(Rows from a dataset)
· · · · ·

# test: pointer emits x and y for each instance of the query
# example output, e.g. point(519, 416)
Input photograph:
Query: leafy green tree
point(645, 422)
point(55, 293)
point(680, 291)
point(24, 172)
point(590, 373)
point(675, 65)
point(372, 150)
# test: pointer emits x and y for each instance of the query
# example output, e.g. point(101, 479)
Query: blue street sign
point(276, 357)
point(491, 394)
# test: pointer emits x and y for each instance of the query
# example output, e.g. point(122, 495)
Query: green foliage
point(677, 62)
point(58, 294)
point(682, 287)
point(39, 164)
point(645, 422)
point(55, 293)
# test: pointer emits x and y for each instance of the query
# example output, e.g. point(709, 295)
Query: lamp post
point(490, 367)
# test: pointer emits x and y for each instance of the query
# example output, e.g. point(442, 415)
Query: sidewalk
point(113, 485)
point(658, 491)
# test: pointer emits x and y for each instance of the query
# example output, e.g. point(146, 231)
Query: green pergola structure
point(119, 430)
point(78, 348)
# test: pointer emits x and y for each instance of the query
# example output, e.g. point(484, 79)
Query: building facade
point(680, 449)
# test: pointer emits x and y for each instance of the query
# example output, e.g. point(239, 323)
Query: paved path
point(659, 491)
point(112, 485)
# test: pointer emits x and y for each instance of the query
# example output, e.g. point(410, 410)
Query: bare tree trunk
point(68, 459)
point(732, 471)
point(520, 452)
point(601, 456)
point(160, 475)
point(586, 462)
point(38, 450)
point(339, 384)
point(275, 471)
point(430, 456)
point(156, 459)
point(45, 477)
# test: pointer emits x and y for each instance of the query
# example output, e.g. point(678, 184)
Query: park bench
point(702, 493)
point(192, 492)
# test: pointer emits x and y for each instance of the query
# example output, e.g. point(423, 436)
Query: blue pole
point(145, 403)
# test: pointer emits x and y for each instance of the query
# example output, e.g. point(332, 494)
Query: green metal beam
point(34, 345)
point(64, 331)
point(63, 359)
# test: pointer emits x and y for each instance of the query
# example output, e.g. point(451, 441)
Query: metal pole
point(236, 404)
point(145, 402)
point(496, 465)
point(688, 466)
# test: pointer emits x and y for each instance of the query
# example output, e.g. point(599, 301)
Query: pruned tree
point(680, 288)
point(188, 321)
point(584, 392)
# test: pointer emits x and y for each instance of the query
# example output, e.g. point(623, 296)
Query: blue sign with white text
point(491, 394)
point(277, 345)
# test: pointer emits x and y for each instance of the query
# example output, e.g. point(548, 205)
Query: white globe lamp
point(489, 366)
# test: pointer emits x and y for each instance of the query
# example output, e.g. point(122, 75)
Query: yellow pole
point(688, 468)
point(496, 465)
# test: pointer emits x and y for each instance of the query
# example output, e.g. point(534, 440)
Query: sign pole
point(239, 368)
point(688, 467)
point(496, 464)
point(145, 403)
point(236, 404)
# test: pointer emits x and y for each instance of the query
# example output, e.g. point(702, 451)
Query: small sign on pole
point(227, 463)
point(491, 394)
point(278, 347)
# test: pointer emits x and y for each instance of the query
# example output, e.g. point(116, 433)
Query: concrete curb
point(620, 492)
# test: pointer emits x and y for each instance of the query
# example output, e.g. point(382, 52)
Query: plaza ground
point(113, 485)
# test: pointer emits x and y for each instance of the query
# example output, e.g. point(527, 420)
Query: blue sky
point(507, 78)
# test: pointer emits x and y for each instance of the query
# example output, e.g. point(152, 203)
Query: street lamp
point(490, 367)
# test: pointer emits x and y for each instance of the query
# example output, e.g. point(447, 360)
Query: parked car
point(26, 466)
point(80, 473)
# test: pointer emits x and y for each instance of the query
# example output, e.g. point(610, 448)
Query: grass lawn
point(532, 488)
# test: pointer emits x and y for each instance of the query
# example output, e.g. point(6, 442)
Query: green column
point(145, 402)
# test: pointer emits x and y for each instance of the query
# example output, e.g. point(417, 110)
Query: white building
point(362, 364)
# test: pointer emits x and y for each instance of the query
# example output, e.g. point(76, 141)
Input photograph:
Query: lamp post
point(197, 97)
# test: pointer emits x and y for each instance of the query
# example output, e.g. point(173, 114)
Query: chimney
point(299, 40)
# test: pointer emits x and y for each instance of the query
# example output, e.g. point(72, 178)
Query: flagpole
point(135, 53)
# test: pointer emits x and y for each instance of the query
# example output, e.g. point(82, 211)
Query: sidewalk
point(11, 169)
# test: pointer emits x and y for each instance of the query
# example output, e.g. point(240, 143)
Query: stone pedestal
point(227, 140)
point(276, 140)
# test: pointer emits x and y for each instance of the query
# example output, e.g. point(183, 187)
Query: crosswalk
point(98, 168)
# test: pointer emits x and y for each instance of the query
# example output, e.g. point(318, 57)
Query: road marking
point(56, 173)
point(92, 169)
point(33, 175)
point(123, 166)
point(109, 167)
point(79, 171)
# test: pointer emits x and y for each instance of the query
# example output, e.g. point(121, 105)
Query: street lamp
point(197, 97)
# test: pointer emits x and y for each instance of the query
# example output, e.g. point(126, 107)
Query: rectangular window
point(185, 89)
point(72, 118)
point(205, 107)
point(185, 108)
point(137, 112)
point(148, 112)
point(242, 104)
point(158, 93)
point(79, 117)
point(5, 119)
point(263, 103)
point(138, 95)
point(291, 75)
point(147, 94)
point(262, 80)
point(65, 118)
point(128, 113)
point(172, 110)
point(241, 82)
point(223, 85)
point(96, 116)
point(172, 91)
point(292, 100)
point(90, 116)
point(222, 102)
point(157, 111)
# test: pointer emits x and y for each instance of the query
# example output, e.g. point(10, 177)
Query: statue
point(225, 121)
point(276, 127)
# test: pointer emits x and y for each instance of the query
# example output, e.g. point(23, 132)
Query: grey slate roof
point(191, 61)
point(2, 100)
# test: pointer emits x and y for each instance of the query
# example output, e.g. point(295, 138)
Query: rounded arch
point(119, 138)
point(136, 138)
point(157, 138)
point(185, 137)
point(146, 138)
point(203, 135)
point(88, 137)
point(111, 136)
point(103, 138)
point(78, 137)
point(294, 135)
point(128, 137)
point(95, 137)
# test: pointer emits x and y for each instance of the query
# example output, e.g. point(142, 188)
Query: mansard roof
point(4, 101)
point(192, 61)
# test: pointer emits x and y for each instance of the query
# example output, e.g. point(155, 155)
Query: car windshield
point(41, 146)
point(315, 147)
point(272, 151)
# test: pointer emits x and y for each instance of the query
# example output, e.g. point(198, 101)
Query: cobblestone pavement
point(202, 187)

· · · · ·

Requirements
Extract every line of the entries above that contains the word "blue". Treat uppercase and lowercase as different.

Reply to the task
Query: blue street sign
Query: blue pole
Query: blue sign with white text
Query: blue sky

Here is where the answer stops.